## START Source text

You mean selling them, not repatriating them. If I have a stash of yen and I want to get rid of them, I can't "repatriate" them. Similarly, if the Japanese Ministry of Finance decides to get rid of dollars, all they can do is sell them, presumably in exchange for something else, i.e., yen.
So if they dump dollars, what does that do to the price of yen vis-a-vis dollars? My guess is make dollars cheaper, which they don't want. Remember, they want the US to buy Japanese goods, so they want a strong dollar. They also want China and everyone else in Asia and the rest of the world to buy Japanese goods, so they want a weak yen. So that's one reason they won't dump dollars.
Another reason is that it's a violation of a number of international accords - monetary stability is the goal.

## END Source text
## START Information provided

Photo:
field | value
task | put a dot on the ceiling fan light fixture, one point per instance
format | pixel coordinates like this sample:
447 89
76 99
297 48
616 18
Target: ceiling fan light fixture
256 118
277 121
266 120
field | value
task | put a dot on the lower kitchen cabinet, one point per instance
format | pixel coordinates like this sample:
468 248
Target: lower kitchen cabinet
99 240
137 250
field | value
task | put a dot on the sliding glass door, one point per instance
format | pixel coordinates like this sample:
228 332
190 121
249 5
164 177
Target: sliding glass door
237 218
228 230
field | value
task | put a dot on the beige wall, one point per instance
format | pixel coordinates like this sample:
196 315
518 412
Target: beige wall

## END Information provided

* _Brief 1_:
According to the currency passage, why does Japan want a strong dollar?
* _Brief 2_:
Replace "dollars" with "euros" and write out the currency passage from "You mean selling" to "won't dump dollars.".
The rows are not needed for any of this work.

* _Exercise solution 1_:
Japan wants the US to buy Japanese goods.

* _Exercise solution 2_:
You mean selling them, not repatriating them. If I have a stash of yen and I want to get rid of them, I can't "repatriate" them. Similarly, if the Japanese Ministry of Finance decides to get rid of euros, all they can do is sell them, presumably in exchange for something else, i.e., yen.
So if they dump euros, what does that do to the price of yen vis-a-vis euros? My guess is make euros cheaper, which they don't want. Remember, they want the US to buy Japanese goods, so they want a strong dollar. They also want China and everyone else in Asia and the rest of the world to buy Japanese goods, so they want a weak yen. So that's one reason they won't dump euros.